-- Exercise aim --
To complete the exercise, write out all the data exactly.

Stored records:
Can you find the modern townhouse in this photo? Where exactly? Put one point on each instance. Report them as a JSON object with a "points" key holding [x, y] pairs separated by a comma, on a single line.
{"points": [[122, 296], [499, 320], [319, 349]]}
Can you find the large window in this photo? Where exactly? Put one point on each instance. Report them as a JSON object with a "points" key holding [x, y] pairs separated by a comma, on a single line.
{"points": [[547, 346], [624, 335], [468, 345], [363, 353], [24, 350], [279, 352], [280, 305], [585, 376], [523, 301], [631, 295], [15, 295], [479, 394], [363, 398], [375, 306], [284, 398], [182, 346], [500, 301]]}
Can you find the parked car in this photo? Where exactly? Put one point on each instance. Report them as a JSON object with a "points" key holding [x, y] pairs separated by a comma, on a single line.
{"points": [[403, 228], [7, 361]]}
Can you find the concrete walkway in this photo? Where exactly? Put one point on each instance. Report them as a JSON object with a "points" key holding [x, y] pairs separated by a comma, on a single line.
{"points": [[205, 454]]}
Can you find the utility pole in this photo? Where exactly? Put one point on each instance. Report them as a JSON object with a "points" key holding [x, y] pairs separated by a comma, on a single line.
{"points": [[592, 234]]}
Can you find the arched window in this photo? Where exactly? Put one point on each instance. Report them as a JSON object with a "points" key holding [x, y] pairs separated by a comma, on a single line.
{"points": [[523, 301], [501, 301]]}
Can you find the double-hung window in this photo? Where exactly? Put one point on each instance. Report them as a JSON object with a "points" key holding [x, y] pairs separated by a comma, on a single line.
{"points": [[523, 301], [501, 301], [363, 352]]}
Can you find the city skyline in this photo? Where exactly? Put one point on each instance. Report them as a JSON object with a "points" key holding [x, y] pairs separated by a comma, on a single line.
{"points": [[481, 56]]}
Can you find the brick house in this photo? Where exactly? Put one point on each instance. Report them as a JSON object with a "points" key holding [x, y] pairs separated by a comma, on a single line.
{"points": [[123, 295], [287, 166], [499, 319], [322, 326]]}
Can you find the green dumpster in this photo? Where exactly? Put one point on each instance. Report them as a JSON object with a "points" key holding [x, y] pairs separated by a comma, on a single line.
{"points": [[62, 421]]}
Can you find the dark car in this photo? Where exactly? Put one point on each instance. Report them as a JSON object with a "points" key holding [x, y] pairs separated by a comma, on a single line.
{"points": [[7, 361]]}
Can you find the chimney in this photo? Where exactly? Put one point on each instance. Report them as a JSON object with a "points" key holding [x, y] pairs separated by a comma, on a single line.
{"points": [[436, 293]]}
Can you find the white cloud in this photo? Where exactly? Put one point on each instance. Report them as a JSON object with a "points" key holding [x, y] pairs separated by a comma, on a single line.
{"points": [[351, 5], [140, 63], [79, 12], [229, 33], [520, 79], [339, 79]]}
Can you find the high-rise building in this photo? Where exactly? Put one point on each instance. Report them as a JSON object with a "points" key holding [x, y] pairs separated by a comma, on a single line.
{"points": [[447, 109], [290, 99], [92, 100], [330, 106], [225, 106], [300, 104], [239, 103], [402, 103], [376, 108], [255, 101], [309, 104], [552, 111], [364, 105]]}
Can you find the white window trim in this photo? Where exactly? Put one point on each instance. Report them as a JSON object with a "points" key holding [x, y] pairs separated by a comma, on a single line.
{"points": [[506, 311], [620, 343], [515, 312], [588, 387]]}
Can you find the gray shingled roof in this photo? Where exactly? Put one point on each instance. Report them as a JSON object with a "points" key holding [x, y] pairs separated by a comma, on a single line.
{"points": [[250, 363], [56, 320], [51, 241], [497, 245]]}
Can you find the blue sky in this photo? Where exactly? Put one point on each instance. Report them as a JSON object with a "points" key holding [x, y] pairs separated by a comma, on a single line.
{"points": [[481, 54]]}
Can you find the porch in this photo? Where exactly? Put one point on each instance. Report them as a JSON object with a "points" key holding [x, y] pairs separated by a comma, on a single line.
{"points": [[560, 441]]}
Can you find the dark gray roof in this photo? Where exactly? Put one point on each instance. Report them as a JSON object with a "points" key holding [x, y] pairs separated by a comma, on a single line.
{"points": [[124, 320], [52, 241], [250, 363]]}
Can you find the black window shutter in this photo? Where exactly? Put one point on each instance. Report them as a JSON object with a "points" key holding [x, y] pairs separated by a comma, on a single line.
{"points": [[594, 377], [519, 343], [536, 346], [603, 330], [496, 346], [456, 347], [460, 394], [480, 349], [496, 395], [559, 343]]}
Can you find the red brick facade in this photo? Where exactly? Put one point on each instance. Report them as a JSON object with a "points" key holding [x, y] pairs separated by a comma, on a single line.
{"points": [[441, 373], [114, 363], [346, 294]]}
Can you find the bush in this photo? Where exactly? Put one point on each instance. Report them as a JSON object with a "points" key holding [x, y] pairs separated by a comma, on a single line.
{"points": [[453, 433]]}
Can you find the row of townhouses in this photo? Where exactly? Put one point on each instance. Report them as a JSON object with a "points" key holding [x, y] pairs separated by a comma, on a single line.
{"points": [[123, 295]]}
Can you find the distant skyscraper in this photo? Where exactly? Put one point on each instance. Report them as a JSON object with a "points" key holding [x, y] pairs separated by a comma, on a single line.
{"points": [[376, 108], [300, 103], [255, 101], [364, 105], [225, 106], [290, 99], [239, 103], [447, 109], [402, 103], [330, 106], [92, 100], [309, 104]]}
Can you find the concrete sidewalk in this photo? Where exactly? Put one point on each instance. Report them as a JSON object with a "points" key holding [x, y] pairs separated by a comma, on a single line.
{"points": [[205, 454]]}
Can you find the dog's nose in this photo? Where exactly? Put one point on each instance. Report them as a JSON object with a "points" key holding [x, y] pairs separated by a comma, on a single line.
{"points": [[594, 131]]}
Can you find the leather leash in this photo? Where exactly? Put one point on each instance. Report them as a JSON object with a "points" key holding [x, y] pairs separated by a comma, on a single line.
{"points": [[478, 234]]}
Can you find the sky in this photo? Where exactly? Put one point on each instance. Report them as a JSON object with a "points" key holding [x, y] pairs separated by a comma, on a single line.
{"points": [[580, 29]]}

-- Response for this exercise --
Can you find the modern townhouse in this photo? Where exactly? Put one point on each instance. Report them as a JSON object with a "points" key holding [x, y] pairs separated by a comma, on a single line.
{"points": [[122, 296], [499, 320], [319, 349]]}
Can you find the large window in this photo? Where exactly? Put one point on each instance. Report them as a JSON object with a "points" key holding [x, y] pairs separated by a comma, on a single line.
{"points": [[547, 346], [624, 335], [468, 345], [363, 353], [24, 350], [279, 352], [280, 305], [585, 376], [523, 301], [631, 295], [15, 295], [479, 394], [363, 398], [375, 306], [284, 398], [182, 346], [500, 301]]}
Can you find the parked car in this photo? Where exactly? Put one point on each instance. Report them as a JSON object with a "points" key holding [x, y] pairs separated by a comma, on a single line.
{"points": [[403, 228], [7, 361]]}
Can you find the concrete walkway in this photo? Where exactly? Put one point on each instance. Report them as a JSON object with a "points" key holding [x, y] pairs separated by a comma, on a single line.
{"points": [[205, 454]]}
Can you find the utility pole in this photo? Where exactly? Put one point on each instance. Report them as a JSON object with a "points" key holding [x, y] pairs separated by a comma, on a single line.
{"points": [[592, 234]]}
Can you find the arched window in this photo? Where exactly? Put one point on each instance. Report them as a JSON object with a "points" key holding [x, y] pairs separated by a comma, on a single line.
{"points": [[523, 301], [501, 301]]}
Can you find the double-hung window in this photo? Where exactly? Put one point on each instance. Report them as a JSON object with a "points" key holding [x, y] pairs separated by a comma, on a single line.
{"points": [[523, 301], [501, 301], [363, 352]]}
Can you find the city skyline in this photo? Where exactly? Put one point on each instance. Report them as a JSON object with a "points" key holding [x, y] pairs separated by a comma, on a single line.
{"points": [[481, 56]]}
Can you find the brick house in this photo? Where exactly? Put one point on each instance. Report them as a JSON object with a "points" key holding [x, y] pairs separated by a comma, on a single line.
{"points": [[123, 295], [287, 166], [499, 319], [322, 326]]}
Can you find the green dumpster in this photo? Where exactly? Put one point on each instance. Report them as a JSON object with a "points" key holding [x, y] pairs separated by a comma, on a single line.
{"points": [[62, 421]]}
Can you find the dark car in this photo? Where exactly? Put one point on each instance. Report them as a JSON object with a "points" key holding [x, y] pairs separated by a comma, on a single line.
{"points": [[7, 361]]}
Can you find the chimney in this photo? Where exactly? Put one point on each instance. Report them as a JSON object with a "points" key holding [x, y] pairs separated by a comma, on a single line.
{"points": [[436, 293]]}
Can you find the white cloud in this photo? Where exactly? Put one point on each instance. Report them as a JSON object with a "points" key holding [x, y] pairs separated by a comma, on a single line.
{"points": [[351, 5], [140, 63], [79, 12], [229, 33], [520, 79], [339, 79]]}
Can you find the high-rise building in this photo? Where exactly? Put one point on each instance. Report them as a JSON object with a "points" key holding [x, y] pairs separated by a comma, on a single line.
{"points": [[447, 109], [290, 99], [92, 100], [330, 106], [225, 106], [300, 104], [239, 103], [402, 103], [376, 108], [255, 101], [309, 104], [552, 111], [364, 105]]}
Can you find the white window trim in this photo? Where exactly? Put one point on each instance. Report them as a JSON object with a "points" key holding [x, y] pairs separated by a comma, on a single line.
{"points": [[506, 311], [620, 343], [515, 312], [588, 387]]}
Can you find the gray shingled roof in this photo? Where exactly? Put one point on each instance. Report them as a JSON object with a "points" key holding [x, y] pairs separated by a comma, on a single line.
{"points": [[250, 363], [56, 320], [51, 241], [497, 245]]}
Can you find the blue sky in this photo? Where exactly? Put one point on each instance. Report them as a JSON object with a "points" key holding [x, y] pairs separated by a comma, on a single line.
{"points": [[481, 54]]}
Can you find the porch in this photo? Where exactly? Put one point on each instance. Report them as a JSON object with a "points" key holding [x, y] pairs separated by a comma, on a single line.
{"points": [[560, 441]]}
Can you find the dark gray roof in this photo? Where exactly? Put one point on each instance. Report them as a JSON object with a "points" key holding [x, y] pairs separated by a comma, on a single line.
{"points": [[124, 320], [52, 241], [250, 363]]}
Can you find the black window shutter in this photo? Where exactly? Put one point on each instance. Report them as a JSON object with a "points" key holding [x, y] pairs separated by a comma, on a single line.
{"points": [[594, 377], [519, 343], [536, 346], [603, 330], [496, 346], [456, 347], [460, 394], [480, 349], [496, 395], [559, 343]]}
Can you find the red brick facade in this photo? Where exactly? Put one point on each instance. Report them as a JSON object with a "points" key holding [x, y] pairs separated by a comma, on a single line.
{"points": [[441, 373], [114, 363], [346, 294]]}
Can you find the bush in this photo? Where exactly? Put one point on each instance. Report them as a JSON object with a "points" key holding [x, y] pairs separated by a comma, on a single line.
{"points": [[453, 433]]}
Can you find the row of townhouses in this photo? Where exactly? Put one point on each instance. Report them as a JSON object with a "points" key holding [x, y] pairs separated by a comma, on a single line.
{"points": [[123, 295]]}
Can you find the distant skyscraper in this photo? Where exactly? Put one point on each instance. Report them as a JSON object with a "points" key holding [x, y] pairs separated by a comma, on a single line.
{"points": [[376, 108], [300, 103], [255, 101], [364, 105], [225, 106], [290, 99], [239, 103], [447, 109], [402, 103], [330, 106], [92, 100], [309, 104]]}
Can you find the concrete sidewalk in this photo? Where exactly? Put one point on each instance. Report them as a JSON object with a "points" key holding [x, y] pairs separated by a comma, on a single line.
{"points": [[205, 454]]}
Can you find the dog's nose in this photo? Where exactly? Put one point on each instance. Report them as a JSON object with a "points" key holding [x, y] pairs separated by a comma, on a single line.
{"points": [[594, 131]]}
Can you find the leather leash in this photo? Where exactly? Put one point on each instance. Report them as a JSON object with a "points" key holding [x, y] pairs separated by a comma, on a single line.
{"points": [[478, 234]]}
Can you find the sky in this photo? Where exactly? Put one point on each instance. Report them as a JSON object with a "points" key holding [x, y] pairs separated by a comma, on a single line.
{"points": [[580, 29]]}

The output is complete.